>>>>>

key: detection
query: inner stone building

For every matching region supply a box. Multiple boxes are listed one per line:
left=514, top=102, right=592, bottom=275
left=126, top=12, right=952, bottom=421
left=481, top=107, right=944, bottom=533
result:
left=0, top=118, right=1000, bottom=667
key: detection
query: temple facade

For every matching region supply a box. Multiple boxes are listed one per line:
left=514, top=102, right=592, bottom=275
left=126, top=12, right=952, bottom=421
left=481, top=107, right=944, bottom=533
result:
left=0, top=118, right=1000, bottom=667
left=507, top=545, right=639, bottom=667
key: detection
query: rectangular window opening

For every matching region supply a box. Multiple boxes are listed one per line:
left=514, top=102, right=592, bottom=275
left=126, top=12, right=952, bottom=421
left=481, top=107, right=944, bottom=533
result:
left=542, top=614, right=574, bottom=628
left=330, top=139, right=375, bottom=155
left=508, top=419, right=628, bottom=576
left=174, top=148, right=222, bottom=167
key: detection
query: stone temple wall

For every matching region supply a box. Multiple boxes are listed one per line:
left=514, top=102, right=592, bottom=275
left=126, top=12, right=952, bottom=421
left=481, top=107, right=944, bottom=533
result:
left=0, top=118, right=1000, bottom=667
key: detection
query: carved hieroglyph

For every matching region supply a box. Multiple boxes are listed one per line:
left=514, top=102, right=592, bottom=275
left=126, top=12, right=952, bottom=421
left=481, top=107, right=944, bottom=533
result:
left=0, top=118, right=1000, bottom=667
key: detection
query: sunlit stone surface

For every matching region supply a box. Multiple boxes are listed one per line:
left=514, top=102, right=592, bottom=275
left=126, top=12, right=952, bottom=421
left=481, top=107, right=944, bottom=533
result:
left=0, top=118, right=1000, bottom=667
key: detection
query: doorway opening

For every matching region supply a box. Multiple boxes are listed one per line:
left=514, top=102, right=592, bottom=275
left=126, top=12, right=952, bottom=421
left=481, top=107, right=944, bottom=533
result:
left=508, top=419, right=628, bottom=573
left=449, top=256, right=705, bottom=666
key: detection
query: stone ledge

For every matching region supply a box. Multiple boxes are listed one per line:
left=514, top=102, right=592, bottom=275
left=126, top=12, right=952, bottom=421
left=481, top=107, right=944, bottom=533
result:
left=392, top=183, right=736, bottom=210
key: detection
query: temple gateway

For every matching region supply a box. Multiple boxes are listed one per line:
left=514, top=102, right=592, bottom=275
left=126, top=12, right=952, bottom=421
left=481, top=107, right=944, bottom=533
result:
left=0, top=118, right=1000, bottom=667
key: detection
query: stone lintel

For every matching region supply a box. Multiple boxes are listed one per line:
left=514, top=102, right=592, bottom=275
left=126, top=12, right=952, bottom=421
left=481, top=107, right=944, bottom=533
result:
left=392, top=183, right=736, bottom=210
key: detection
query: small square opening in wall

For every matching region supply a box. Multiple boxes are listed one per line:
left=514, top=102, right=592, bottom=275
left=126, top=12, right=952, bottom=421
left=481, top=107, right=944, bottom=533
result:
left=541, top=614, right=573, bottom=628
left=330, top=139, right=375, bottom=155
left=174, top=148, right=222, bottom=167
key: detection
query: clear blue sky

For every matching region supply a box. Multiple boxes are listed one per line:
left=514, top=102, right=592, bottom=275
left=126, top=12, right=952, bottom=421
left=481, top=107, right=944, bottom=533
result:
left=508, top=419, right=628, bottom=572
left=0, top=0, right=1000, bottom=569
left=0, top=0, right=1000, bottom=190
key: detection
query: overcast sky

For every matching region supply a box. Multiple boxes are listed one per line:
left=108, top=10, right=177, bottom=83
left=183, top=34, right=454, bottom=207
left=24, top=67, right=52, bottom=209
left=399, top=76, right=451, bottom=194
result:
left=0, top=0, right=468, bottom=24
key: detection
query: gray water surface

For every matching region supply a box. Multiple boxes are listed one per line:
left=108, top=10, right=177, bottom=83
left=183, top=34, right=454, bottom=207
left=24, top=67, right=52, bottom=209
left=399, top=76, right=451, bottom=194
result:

<<<<<

| Task description |
Copy out every one of the records above word for word, with nothing changed.

| Full response |
key: detection
query: inner stone building

For every matching region supply a box. Multiple boxes are listed one per line:
left=514, top=102, right=592, bottom=275
left=126, top=12, right=952, bottom=421
left=481, top=107, right=944, bottom=533
result:
left=0, top=118, right=1000, bottom=667
key: detection
query: temple facade

For every matching region supply a box. Multiple boxes are listed one per line:
left=514, top=102, right=592, bottom=275
left=126, top=12, right=952, bottom=421
left=481, top=107, right=944, bottom=533
result:
left=0, top=118, right=1000, bottom=667
left=507, top=545, right=639, bottom=667
key: detection
query: rectangular window opening

For every matching region supply a box. Multiple boxes are listed one per line:
left=514, top=102, right=592, bottom=275
left=126, top=12, right=952, bottom=421
left=481, top=107, right=944, bottom=533
result:
left=542, top=614, right=574, bottom=628
left=330, top=139, right=375, bottom=155
left=508, top=419, right=628, bottom=576
left=174, top=148, right=222, bottom=167
key: detection
query: stone temple wall

For every matching region supply a box. Multiple boxes are listed one per line:
left=514, top=102, right=592, bottom=275
left=126, top=12, right=952, bottom=421
left=481, top=107, right=944, bottom=533
result:
left=0, top=118, right=1000, bottom=667
key: detection
query: carved hieroglyph

For every matching region supply a box. Multiple boxes are listed one per line:
left=514, top=102, right=592, bottom=275
left=126, top=12, right=952, bottom=421
left=481, top=107, right=944, bottom=533
result:
left=0, top=118, right=1000, bottom=667
key: detection
query: sunlit stone surface

For every matching region supply a box. Multiple boxes are listed one per line:
left=514, top=102, right=592, bottom=275
left=126, top=12, right=952, bottom=421
left=481, top=107, right=944, bottom=533
result:
left=0, top=118, right=1000, bottom=667
key: detection
query: doorway opening

For every matching region supply a box. Multiple boxes are listed one per line:
left=514, top=102, right=592, bottom=275
left=126, top=12, right=952, bottom=421
left=481, top=107, right=944, bottom=533
result:
left=508, top=419, right=628, bottom=573
left=449, top=256, right=705, bottom=666
key: detection
query: stone ledge

For every matching region supply a box. Multiple boxes are listed one per line:
left=514, top=102, right=592, bottom=275
left=126, top=12, right=952, bottom=421
left=481, top=107, right=944, bottom=533
result:
left=392, top=183, right=736, bottom=210
key: detection
query: temple gateway

For every matching region supply a box. Multiple boxes are listed one per line:
left=514, top=102, right=592, bottom=275
left=126, top=12, right=952, bottom=421
left=481, top=107, right=944, bottom=533
result:
left=0, top=118, right=1000, bottom=667
key: detection
query: stone lintel

For every matching region supply a box. Multiple boxes are listed one per line:
left=514, top=102, right=592, bottom=275
left=126, top=12, right=952, bottom=421
left=481, top=107, right=944, bottom=533
result:
left=392, top=183, right=736, bottom=210
key: detection
query: small square opening in wall

For every matching region supply a box. Multiple boxes are listed one per line:
left=514, top=102, right=592, bottom=275
left=126, top=12, right=952, bottom=421
left=481, top=107, right=944, bottom=533
result:
left=541, top=614, right=573, bottom=628
left=330, top=139, right=375, bottom=155
left=174, top=148, right=222, bottom=167
key: detection
query: clear blue sky

For every matching region supply a box. Multiple boxes are listed one per line:
left=514, top=102, right=592, bottom=275
left=126, top=12, right=952, bottom=421
left=481, top=107, right=944, bottom=533
result:
left=508, top=419, right=628, bottom=572
left=0, top=0, right=1000, bottom=569
left=0, top=0, right=1000, bottom=190
key: detection
query: overcast sky

For every matching region supply a box. Multiple boxes are listed one per line:
left=108, top=10, right=177, bottom=83
left=183, top=34, right=454, bottom=207
left=24, top=67, right=52, bottom=209
left=399, top=76, right=451, bottom=194
result:
left=0, top=0, right=468, bottom=24
key: detection
query: gray water surface

For every matching region supply a box. Multiple boxes are listed one per line:
left=108, top=10, right=177, bottom=83
left=183, top=34, right=454, bottom=207
left=24, top=67, right=52, bottom=209
left=399, top=76, right=451, bottom=194
result:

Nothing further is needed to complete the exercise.